[Your instructions]
Collect and copy out each line of the listing below that contains the string "skin".

[Dataset content]
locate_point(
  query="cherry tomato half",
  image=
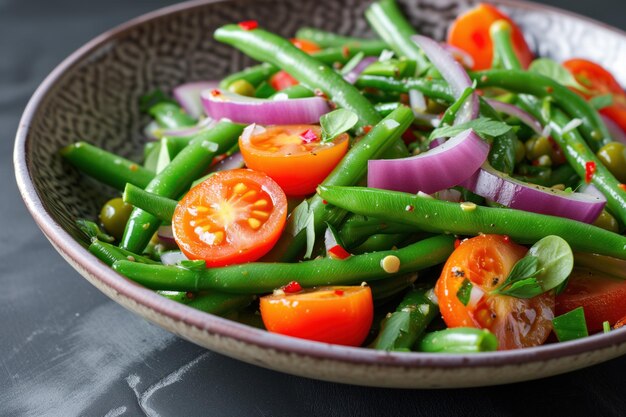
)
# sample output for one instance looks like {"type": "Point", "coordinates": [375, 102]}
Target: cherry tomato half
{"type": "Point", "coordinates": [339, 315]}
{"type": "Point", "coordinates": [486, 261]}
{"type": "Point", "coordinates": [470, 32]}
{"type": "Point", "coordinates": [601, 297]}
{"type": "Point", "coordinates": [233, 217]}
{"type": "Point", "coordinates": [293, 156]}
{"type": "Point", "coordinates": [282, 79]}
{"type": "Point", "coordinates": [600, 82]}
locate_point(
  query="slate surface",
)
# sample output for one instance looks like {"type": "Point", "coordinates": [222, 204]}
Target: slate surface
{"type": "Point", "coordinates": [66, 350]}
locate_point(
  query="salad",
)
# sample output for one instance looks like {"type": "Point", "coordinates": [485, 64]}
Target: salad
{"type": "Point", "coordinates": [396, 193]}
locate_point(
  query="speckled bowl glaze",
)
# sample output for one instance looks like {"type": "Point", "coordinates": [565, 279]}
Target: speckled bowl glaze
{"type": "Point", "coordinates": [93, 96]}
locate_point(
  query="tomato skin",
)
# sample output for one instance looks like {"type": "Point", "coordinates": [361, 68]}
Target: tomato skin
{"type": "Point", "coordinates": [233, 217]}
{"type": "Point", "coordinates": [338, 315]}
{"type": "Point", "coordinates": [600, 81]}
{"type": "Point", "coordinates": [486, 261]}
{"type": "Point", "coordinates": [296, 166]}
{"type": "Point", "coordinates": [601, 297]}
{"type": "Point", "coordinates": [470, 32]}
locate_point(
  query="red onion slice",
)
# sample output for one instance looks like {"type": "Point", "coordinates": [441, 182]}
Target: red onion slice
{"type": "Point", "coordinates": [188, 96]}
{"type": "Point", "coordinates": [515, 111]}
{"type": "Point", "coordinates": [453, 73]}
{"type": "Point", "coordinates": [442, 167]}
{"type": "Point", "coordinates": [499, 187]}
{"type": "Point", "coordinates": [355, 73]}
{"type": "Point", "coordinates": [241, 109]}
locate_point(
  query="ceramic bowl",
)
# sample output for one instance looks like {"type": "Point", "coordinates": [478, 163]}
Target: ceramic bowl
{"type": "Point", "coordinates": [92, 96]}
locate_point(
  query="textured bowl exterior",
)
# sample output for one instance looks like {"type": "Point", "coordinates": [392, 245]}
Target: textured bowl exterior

* * *

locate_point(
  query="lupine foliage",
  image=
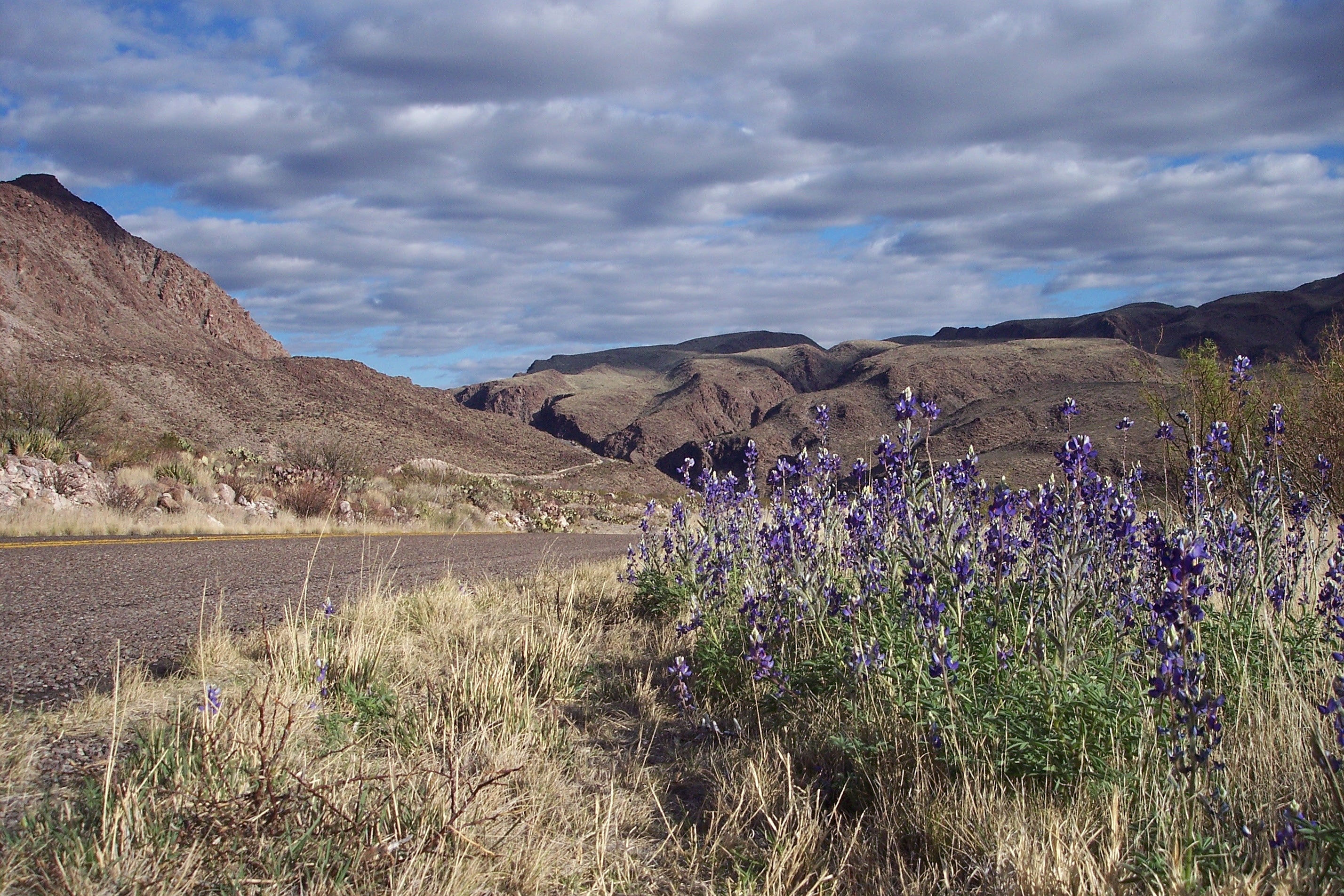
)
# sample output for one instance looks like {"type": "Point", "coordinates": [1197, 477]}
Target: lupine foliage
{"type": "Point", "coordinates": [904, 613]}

--

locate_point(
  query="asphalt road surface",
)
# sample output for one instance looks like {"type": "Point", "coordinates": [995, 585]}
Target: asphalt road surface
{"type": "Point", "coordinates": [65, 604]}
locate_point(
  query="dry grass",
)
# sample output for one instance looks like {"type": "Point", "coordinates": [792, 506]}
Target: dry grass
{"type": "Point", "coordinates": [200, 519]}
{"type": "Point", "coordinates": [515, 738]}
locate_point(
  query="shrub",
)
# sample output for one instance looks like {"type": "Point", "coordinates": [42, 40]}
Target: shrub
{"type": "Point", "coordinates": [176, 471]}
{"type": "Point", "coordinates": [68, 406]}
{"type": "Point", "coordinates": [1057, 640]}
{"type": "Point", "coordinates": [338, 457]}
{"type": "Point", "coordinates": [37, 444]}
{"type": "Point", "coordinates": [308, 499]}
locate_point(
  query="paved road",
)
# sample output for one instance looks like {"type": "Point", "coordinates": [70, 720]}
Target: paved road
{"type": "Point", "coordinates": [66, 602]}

[Full response]
  query="tomato skin",
Target: tomato skin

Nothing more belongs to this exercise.